▶ [What is asked] Quote every line of the material beneath this one.

▶ [Information provided]
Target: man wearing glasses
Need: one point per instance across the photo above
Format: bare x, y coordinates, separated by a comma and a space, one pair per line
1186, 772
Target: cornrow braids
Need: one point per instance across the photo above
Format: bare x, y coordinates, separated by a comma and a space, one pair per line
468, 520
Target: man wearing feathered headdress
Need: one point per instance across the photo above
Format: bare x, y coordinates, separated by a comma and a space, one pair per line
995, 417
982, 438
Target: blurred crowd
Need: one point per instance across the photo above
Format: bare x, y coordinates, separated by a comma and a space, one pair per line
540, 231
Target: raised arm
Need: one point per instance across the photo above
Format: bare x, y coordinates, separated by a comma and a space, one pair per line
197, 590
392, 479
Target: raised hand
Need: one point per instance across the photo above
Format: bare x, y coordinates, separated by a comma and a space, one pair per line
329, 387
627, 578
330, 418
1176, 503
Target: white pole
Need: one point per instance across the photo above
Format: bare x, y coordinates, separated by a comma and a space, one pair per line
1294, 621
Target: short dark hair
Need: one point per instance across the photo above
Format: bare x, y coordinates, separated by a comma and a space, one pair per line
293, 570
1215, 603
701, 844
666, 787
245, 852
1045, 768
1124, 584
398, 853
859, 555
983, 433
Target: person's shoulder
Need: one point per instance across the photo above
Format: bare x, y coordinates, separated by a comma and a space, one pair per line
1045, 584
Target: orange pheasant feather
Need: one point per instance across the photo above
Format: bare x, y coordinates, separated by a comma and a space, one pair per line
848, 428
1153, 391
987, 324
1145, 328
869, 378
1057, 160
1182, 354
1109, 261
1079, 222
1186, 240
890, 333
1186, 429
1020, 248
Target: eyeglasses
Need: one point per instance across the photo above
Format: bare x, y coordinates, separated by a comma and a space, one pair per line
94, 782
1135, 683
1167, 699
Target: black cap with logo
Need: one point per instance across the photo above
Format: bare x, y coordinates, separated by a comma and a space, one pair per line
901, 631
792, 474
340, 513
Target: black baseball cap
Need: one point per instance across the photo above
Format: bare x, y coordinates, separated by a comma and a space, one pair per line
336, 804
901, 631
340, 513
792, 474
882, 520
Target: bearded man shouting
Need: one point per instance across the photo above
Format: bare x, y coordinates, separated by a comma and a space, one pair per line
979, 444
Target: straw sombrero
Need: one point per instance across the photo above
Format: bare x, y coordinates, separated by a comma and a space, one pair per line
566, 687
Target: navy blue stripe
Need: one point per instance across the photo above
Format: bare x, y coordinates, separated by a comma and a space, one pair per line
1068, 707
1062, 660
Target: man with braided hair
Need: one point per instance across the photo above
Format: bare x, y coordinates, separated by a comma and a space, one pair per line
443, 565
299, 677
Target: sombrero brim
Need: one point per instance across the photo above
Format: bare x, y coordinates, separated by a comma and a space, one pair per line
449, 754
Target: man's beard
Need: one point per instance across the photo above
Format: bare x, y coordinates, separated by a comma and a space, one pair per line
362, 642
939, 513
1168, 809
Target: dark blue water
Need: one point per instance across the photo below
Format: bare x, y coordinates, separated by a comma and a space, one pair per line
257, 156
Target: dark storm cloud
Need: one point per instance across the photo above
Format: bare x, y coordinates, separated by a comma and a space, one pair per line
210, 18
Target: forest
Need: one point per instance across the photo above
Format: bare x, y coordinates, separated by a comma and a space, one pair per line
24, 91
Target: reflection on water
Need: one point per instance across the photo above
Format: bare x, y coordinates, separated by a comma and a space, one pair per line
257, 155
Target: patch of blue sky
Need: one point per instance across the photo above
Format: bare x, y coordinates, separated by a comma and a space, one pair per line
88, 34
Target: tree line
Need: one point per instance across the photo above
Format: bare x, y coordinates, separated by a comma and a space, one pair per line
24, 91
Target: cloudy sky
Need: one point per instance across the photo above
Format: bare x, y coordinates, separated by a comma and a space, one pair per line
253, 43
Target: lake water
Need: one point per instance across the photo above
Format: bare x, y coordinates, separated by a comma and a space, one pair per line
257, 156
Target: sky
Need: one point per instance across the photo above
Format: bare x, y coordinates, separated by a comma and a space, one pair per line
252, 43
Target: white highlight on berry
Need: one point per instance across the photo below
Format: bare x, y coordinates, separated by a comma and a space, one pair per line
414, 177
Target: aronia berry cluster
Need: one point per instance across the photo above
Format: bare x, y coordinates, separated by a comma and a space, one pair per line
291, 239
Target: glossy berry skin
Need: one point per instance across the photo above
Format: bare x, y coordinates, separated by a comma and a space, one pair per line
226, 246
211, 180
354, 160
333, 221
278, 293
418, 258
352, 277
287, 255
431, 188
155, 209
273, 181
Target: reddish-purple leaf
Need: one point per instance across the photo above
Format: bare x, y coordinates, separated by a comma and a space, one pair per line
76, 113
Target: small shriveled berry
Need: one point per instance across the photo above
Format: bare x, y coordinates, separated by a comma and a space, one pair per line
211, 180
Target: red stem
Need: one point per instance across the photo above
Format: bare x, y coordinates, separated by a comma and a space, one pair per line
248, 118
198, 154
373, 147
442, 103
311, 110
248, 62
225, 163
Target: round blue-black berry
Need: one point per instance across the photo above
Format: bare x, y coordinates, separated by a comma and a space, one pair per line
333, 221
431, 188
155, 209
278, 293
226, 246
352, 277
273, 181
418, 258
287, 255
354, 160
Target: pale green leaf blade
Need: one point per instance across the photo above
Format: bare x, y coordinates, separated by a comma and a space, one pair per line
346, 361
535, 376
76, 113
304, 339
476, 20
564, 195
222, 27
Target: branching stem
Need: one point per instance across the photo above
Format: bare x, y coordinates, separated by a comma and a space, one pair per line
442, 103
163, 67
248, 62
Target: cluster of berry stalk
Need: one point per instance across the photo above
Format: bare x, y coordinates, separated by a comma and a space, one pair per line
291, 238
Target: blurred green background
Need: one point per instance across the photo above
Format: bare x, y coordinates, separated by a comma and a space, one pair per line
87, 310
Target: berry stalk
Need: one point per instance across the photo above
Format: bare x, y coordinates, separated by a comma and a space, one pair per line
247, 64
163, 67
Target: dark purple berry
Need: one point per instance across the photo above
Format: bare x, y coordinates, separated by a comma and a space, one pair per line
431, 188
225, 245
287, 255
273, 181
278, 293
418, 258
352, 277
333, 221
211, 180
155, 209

▶ [Solved exercise]
Target: man wearing glasses
Need: one point per instance across the photo above
Format: bare x, y coordinates, separated by a comma and a space, one pair per line
1186, 772
Target: cornrow braids
Need: one point per instance across the photo above
Format: bare x, y coordinates, separated by a comma and a space, one pair per line
468, 520
Target: man wearing feathered headdress
Need: one point per instance across the photo above
Format: bare x, y coordinates, separated by a comma and a space, one pair per line
995, 417
982, 438
Target: blurred crowd
Need: one point per instance across the photo above
Format: bare x, y coordinates, separated by a comma and a space, one pair per line
540, 231
Target: raised arm
Need: one point per instance across the photo above
Format: bare x, y coordinates, separated by a comma and a space, one pair per line
197, 590
392, 479
Target: raised hand
Need: one point per instance across the photo above
Format: bare x, y coordinates, separated by a comma and a space, one pair per line
329, 387
627, 578
330, 418
1176, 503
Target: white pole
Need: one point per instance across the photo above
Format: bare x, y coordinates, separated by a comma and a space, one pair per line
1294, 621
Target: short dark hair
Need: one point per instance across the photo above
Format: bare x, y coordinates, separated by a comma and a space, one pair per line
293, 570
1215, 603
701, 844
666, 787
245, 852
1045, 768
1124, 584
398, 853
859, 555
983, 433
Target: person's shoulder
Need: one point per instance across the photo above
Format: bare x, y coordinates, separated by a comma and a space, one pair per line
1045, 584
Target: orange pheasant feather
Need: one point per instance across the photo above
Format: bare x, y coordinates, separated by a comma and a space, one pair per line
848, 428
1153, 391
987, 324
1145, 328
869, 378
1057, 160
1182, 354
1109, 261
1079, 222
1186, 240
890, 333
1186, 429
1020, 248
Target: eyeglasses
Need: one point per instance across the photo above
Format: bare x, y coordinates, separated by a comma and a space, one pair per line
94, 782
1135, 683
1167, 699
Target: black cap with logo
Need: one point per instance across the photo above
Format: bare x, y coordinates, separated by a comma and a space, one pair per line
901, 631
792, 474
340, 513
Target: black baseball cap
Need: one point per instance across the photo above
Format: bare x, y coordinates, separated by a comma and a space, one pair per line
336, 804
901, 631
340, 513
792, 474
882, 520
Target: bearded man shouting
Need: one point per instance across the photo above
Format: bare x, y coordinates, separated by a comma and a space, one pair per line
979, 444
Target: straw sombrero
Need: one point per instance across the photo above
Format: bare x, y coordinates, separated by a comma and a space, one pair per line
566, 687
Target: navy blue stripe
Need: one point per instance across the photo above
Format: bare x, y coordinates, separated by a comma and a space, one pair per line
1068, 707
1062, 660
Target: man with braided hair
Need: one point per instance across the photo above
Format: bare x, y coordinates, separated by a comma and a space, one pair per line
443, 565
299, 677
Target: sombrero brim
Need: one point per instance across the photo above
Format: bare x, y coordinates, separated by a comma and a space, one pair per line
449, 754
Target: man's beard
Need: one point per instance across the photo above
Format: bare x, y coordinates, separated by a comma and a space, one pair per line
362, 642
939, 513
1168, 809
Target: dark blue water
Need: one point per instance across the photo below
Format: bare x, y coordinates, separated by a comma and a space, one pair per line
257, 156
Target: dark storm cloud
Need: one point per instance across the photo above
Format: bare x, y coordinates, separated by a comma and a space, one pair per line
210, 18
Target: forest
Need: one point per instance across the photo above
Format: bare x, y coordinates, separated by a comma and a space, one pair per line
24, 91
Target: reflection on water
Need: one point per instance across the photo above
Format: bare x, y coordinates, separated by a comma and a space, one pair per line
257, 155
Target: patch of blue sky
Need: one point per instance across the photo above
Format: bare x, y coordinates, separated by a comma and a space, one pair per line
88, 34
Target: tree line
Need: one point per instance across the photo above
Format: bare x, y coordinates, separated by a comma and a space, one pair per line
24, 91
Target: cloudy sky
Need: one point per instance across the photo above
Format: bare x, y coordinates, separated by a comma and a space, one pair per line
253, 43
Target: lake water
Need: one point per instance across the photo above
Format: bare x, y coordinates, separated by a comma and a space, one pair per line
257, 156
Target: sky
Need: one point per instance across the photo above
Format: bare x, y coordinates, separated by a comma and a space, one pair per line
252, 43
Target: white highlight on berry
Need: one point per instance across the photo below
Format: bare x, y coordinates, separated by a comma and a space, one pair per line
414, 177
Target: aronia berry cluster
Need: one point per instance across the photo above
Format: bare x, y coordinates, separated by a comma and a space, one pair per line
291, 239
Target: glossy berry skin
Need: one point per instance across the photo above
Format: bare x, y coordinates, separated by a comma and a space, one pair per line
226, 246
211, 180
354, 160
333, 221
278, 293
418, 258
352, 277
287, 255
431, 188
155, 209
273, 181
Target: reddish-purple leaf
Need: one point per instance across the photo above
Format: bare x, y coordinates, separated by a comma and a space, one pair per line
76, 113
Target: small shriveled berry
Need: one point per instance across the photo above
Format: bare x, y coordinates, separated by a comma and a space, one pair per line
211, 180
Target: red stem
Need: one point per instance across the photo above
Format: bare x, y coordinates, separated by a comma and a space, one pair per line
248, 118
198, 154
373, 147
442, 103
311, 110
248, 62
225, 163
Target: round blue-black berry
Need: one point per instance across the photo above
Format: bare x, y coordinates, separated by a comma and a space, one pair per line
333, 221
431, 188
155, 209
278, 293
226, 246
352, 277
273, 181
418, 258
287, 255
354, 160
Target: pale green leaf blade
Need: one point per instance across the photo above
Format: bare x, y coordinates, separated by a comma and a space, one pair per line
346, 361
535, 376
76, 113
304, 339
476, 20
564, 195
222, 27
Target: branching stem
Need: one point per instance across the photo above
Format: bare x, y coordinates, separated by a comma and a space, one pair per line
442, 103
163, 67
248, 62
Target: cluster of berry stalk
Need: one point per instance across the photo above
Format: bare x, y coordinates, separated by a comma and a space, one pair per line
291, 238
Target: blurred green background
Need: one point per instance across the photo above
Format: bare x, y coordinates, separated by a comma and a space, one pair per line
87, 310
Target: berry stalk
Need: one point per instance across the photo above
Format: bare x, y coordinates, separated by a comma and a space, one pair per line
247, 64
163, 67
Target: dark purple berry
Need: one point per instance across the photo above
Format: bare x, y coordinates, separated by a comma and a space, one pair per line
431, 188
225, 245
287, 255
273, 181
278, 293
418, 258
352, 277
333, 221
211, 180
155, 209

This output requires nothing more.